→ **What the exercise asks**:
Return each line below exactly as it reads, and omit any image in it.

→ **Images for object localization**:
'''
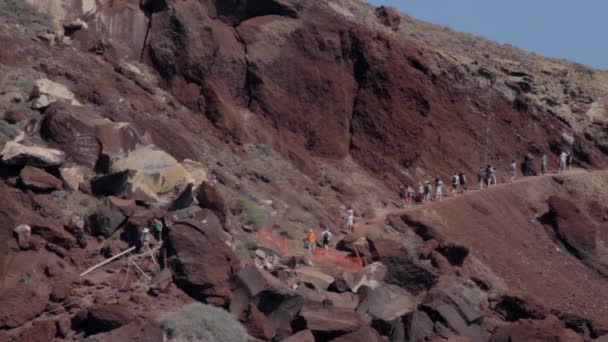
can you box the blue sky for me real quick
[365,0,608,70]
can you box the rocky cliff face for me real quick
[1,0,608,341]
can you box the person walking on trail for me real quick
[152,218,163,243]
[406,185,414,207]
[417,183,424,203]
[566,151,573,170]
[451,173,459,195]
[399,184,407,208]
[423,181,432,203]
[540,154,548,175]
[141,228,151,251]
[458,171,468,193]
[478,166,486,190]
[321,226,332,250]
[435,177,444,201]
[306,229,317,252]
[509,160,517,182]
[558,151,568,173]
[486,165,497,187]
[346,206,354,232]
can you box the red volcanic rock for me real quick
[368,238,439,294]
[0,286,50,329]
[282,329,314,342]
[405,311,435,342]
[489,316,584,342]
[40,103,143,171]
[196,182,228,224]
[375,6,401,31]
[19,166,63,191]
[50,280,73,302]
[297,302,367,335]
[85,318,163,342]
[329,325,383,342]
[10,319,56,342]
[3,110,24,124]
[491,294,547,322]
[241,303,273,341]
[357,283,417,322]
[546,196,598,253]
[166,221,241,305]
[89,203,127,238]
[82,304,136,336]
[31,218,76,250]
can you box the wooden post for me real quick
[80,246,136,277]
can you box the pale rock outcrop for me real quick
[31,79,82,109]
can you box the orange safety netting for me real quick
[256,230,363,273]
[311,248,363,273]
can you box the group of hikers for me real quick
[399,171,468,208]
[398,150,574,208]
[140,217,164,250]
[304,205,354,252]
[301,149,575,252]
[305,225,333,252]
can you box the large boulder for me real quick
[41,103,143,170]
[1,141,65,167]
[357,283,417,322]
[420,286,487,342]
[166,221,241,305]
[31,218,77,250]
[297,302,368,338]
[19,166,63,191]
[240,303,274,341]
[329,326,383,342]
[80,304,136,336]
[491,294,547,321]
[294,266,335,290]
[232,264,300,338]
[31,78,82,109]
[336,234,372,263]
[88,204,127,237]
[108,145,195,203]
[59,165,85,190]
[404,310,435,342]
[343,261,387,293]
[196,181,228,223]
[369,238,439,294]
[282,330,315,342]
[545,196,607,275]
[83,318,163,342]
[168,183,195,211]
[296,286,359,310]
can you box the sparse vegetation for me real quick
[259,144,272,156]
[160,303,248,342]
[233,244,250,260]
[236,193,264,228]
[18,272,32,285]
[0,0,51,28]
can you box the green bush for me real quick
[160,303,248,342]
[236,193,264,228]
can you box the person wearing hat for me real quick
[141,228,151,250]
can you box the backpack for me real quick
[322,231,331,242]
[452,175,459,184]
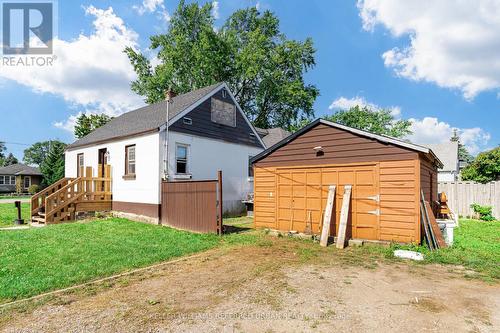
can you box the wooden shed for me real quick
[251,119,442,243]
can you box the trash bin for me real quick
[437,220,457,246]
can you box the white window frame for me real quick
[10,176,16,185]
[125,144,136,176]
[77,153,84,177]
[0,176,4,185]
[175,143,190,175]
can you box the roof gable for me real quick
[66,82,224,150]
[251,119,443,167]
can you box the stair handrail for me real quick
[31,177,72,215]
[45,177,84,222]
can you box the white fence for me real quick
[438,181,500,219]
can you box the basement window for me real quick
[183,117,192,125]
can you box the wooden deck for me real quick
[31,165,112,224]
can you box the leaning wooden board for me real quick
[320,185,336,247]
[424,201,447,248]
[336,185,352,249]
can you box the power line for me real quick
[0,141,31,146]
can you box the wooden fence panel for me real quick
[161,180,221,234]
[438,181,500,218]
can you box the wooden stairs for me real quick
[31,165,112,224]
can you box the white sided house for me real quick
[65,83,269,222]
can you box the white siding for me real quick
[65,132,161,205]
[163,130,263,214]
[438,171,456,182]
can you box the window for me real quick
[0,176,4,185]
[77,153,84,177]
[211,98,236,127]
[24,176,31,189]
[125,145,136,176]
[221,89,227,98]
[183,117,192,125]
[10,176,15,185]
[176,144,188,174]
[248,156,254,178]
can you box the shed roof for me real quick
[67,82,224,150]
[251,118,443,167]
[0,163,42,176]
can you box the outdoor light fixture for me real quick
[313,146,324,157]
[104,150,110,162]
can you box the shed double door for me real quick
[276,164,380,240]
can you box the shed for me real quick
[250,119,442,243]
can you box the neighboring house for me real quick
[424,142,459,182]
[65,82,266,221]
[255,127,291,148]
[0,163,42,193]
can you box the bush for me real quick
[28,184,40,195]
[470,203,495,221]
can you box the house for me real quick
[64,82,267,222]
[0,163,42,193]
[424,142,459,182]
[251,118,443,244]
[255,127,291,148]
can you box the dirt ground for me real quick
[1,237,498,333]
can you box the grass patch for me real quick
'''
→ **Task response**:
can you box the blue sky for me real quick
[365,0,608,70]
can you box the rocky cliff face for me real quick
[1,0,608,341]
can you box the person walking on trail for me real quick
[152,218,163,243]
[406,185,414,207]
[417,183,424,203]
[566,151,573,170]
[451,173,459,195]
[399,184,407,208]
[423,181,432,203]
[540,154,548,175]
[141,228,151,251]
[458,171,468,193]
[478,166,486,190]
[321,226,332,250]
[435,177,444,201]
[306,229,317,252]
[509,160,517,182]
[558,151,568,173]
[486,165,497,187]
[346,206,354,232]
can you box the red volcanic rock for me real quick
[368,238,439,294]
[0,286,50,329]
[282,329,314,342]
[405,311,435,342]
[489,316,584,342]
[40,103,143,171]
[196,182,228,224]
[375,6,401,31]
[19,166,63,191]
[50,280,73,302]
[297,302,367,335]
[85,318,163,342]
[329,325,383,342]
[10,319,56,342]
[3,110,24,124]
[491,294,547,322]
[241,303,273,341]
[357,283,417,322]
[546,196,598,253]
[166,221,241,305]
[89,203,127,238]
[82,304,136,336]
[31,218,76,250]
can you box the wooden post for me real quick
[80,246,136,277]
can you box the pale rock outcrop for me real quick
[31,79,82,109]
can you box the orange safety netting for me real quick
[256,230,363,273]
[311,248,363,273]
can you box the group of hikers for me real quick
[399,171,468,208]
[398,150,574,208]
[140,217,164,250]
[304,205,354,252]
[301,149,575,252]
[305,225,333,252]
can you box the large boulder for me real quick
[41,103,143,170]
[1,141,65,167]
[357,283,417,322]
[420,286,487,342]
[166,221,241,305]
[31,218,77,250]
[297,302,368,338]
[19,166,63,191]
[240,303,274,341]
[329,326,383,342]
[80,304,136,336]
[491,294,547,321]
[294,266,335,290]
[232,264,300,338]
[31,78,82,109]
[336,234,372,263]
[88,204,127,237]
[108,145,195,203]
[59,165,85,190]
[404,310,435,342]
[343,261,387,293]
[196,181,228,223]
[369,238,439,294]
[282,330,315,342]
[545,196,607,275]
[83,318,163,342]
[168,183,195,211]
[296,286,359,310]
can you box the sparse vegetation for me real quick
[259,144,272,156]
[160,303,248,342]
[233,244,250,260]
[236,193,264,228]
[18,272,32,285]
[0,0,51,28]
can you box the green bush for me real quick
[160,303,248,342]
[236,193,264,228]
can you box the person wearing hat for me real quick
[141,228,151,250]
can you box the backpack for me real quick
[322,231,331,242]
[452,175,459,184]
can you box the wooden shed for me real quick
[251,119,442,243]
can you box the trash bin for me real quick
[437,220,457,246]
can you box the white window frame for me real quick
[10,176,16,185]
[125,144,136,176]
[77,153,84,177]
[0,176,4,185]
[175,143,190,175]
can you box the roof gable for me real quick
[66,82,224,150]
[251,119,443,167]
can you box the stair handrail for me real quick
[31,177,72,215]
[45,177,84,222]
can you box the white fence for me real quick
[438,181,500,219]
can you box the basement window for me real quick
[183,117,192,125]
can you box the wooden deck for me real quick
[31,165,112,224]
can you box the leaning wooden board for me real quick
[320,185,336,247]
[424,201,447,248]
[336,185,352,249]
can you box the power line for me real quick
[0,141,31,146]
can you box the wooden fence panel for me real quick
[161,180,221,234]
[438,181,500,218]
can you box the wooden stairs for me real quick
[31,165,112,224]
can you box the white sided house for me real quick
[65,83,269,222]
can you box the white siding for me real quick
[65,132,161,205]
[163,130,263,214]
[438,171,456,182]
can you box the window for me real quick
[0,176,4,185]
[77,153,84,177]
[211,98,236,127]
[24,176,31,189]
[125,145,136,176]
[221,89,227,98]
[183,117,192,125]
[10,176,15,185]
[176,144,188,174]
[248,156,254,178]
can you box the shed roof for me real quick
[67,82,224,150]
[251,118,443,167]
[0,163,42,176]
can you box the outdoor light fixture for me real quick
[313,146,324,157]
[104,150,110,162]
can you box the shed double door for me real quick
[276,164,380,240]
can you box the shed for me real quick
[250,119,442,243]
can you box the neighboring house for me real quick
[424,142,459,182]
[65,82,266,221]
[255,127,291,148]
[0,163,42,193]
can you box the bush for me real quick
[28,184,40,195]
[470,203,495,221]
can you box the house for me real quick
[64,82,267,222]
[0,163,42,193]
[424,142,459,182]
[251,118,443,244]
[255,127,291,148]
can you box the dirt ground for me real quick
[1,237,498,333]
can you box the grass patch for me real quick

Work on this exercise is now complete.